> _Consigne_: Recopiez toutes les lignes ci-dessous, demandes comprises, en ajoutant -95 à chaque nombre des coordonnées données en réponse, et laissez les images de côté, s'il vous plaît.

> _Exemples d'annotation par points_:
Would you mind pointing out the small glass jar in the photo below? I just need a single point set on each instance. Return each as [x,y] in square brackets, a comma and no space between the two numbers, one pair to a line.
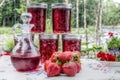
[71,42]
[61,17]
[48,45]
[38,11]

> _Tâche réalisée_:
Would you mind pointing out the small glass jar in the photo below? I just need a single point set on each instance. Return each as [x,y] in square brackets, a comma and no space between the two numbers, one pair to a line.
[-24,-53]
[-34,-78]
[-47,-50]
[-57,-84]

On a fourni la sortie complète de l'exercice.